“Viele reagieren überrascht, wenn sie hören, dass ich erfolgreich Romane schreibe und drei junge Kinder habe”

Die Berliner Autorin Anne Stern hat gerade ihren neuen Roman "Drei Tage im August" veröffentlicht. Wir haben uns mit Anne unterhalten, ob das Kinderhaben ihre Kunst beeinflusst und warum Sorgethemen im Feuilleton immer noch abgewertet werden. Außerdem verrät sie uns ihren imaginären Zufluchtsort - und was die Chocolaterie in ihrem neuen Roman damit zu tun hat.

Liebe Anne, du bist Historikerin, Germanistin und Lehrerin. Seit wann schreibst du?

Ich wollte, wie wahrscheinlich viele andere Menschen, schon immer gern schreiben, angefangen mit ersten Geschichten als Kind (auf einer alten Schreibmaschine getippt, aber unvollendet) über Gedichte, bis hin zu einigen Kurzgeschichten und angefangenen Romanmanuskripten, aus denen aber nie etwas wurde. Meinen ersten Roman habe ich 2017 geschrieben und ihn als Selfpublisherin, also ohne Verlag, veröffentlicht. Das war eigentlich nur eine Art Experiment, bei dem ich gar nicht sicher war, was ich damit erreichen wollte. Daraus wurde dann aber bald eine historische Familiensaga mit drei Bänden, nachdem ich sehr viel Feedback von Leser:innen bekam, die wissen wollten, wie es weiterging. Auch einige Blogger:innen und Autor:innen haben mich unterstützt und angespornt. Spätestens nach dem dritten Band war mir klar, dass es das ist, was ich tun möchte – Romane schreiben. Und dass ich davon überraschenderweise ganz gut leben kann. Ich habe dann trotzdem noch etwas länger an der Schule unterrichtet, wo ich auch sehr glücklich war – ich hatte ein tolles Kollegium und wunderbare Schüler:innen! Aber irgendwann musste ich mich entscheiden, denn alles geht nun einmal nicht. Und das Schreiben ist neben meiner Familie zu meiner absoluten Priorität geworden.

Bereitgestelltes Material.
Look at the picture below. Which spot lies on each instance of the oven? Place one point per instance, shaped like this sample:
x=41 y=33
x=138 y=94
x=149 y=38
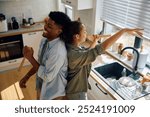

Aufgabe. Nimm bitte das Interview mit Anne Stern nach seinem letzten Satz wieder auf und schreib es weiter.

Ergebnis.
In deinem neuen Roman „Drei Tage im August“ beschreibst du einen Ort der Rettung, ein Ort an dem „der Genuss über alles triumphiert“, all die Schönen Dinge im Leben, die einem die Kraft geben weiterzumachen. Ist das Schreiben für dich dieser Ort?

Auf jeden Fall! Nicht nur das Schreiben, sondern überhaupt die Kunst, die Musik und die Literatur. Diese drei Dinge sind meine Zuflucht, sind das, was mich antreibt, also wirklich meine Leidenschaft. Im Schreiben habe ich eine Möglichkeit für mich gefunden, all diese schönen Dinge, die ich so liebe, zu vereinen. Darum geht es in meinen Geschichten auch fast immer um die Sehnsucht nach dem Schönen, nach einer Rettung durch die Kunst und darum, dass uns die Kunst erst zu mitfühlenden Menschen macht. Damit meine ich nicht nur gefeierte Kunstwerke, die in Museen hängen, sondern vor allem das Kreative, das in uns allen steckt und schlummert. Wenn sich das Bahn bricht, ist ein solcher Ort der Rettung nicht mehr fern. Ich war zum Beispiel ein sehr ängstliches, schüchternes Kind, aber meine Bücher haben mich gerettet und die Figuren darin waren meine Freund:innen. Heute habe ich diese kindlichen Ängste verloren und in der wirklichen Welt Freund:innen gefunden, aber die Liebe zu den Büchern habe ich mir immer bewahrt.

Du bist Autorin und Mutter. Ist das heutzutage in der Literaturwelt noch ein Thema?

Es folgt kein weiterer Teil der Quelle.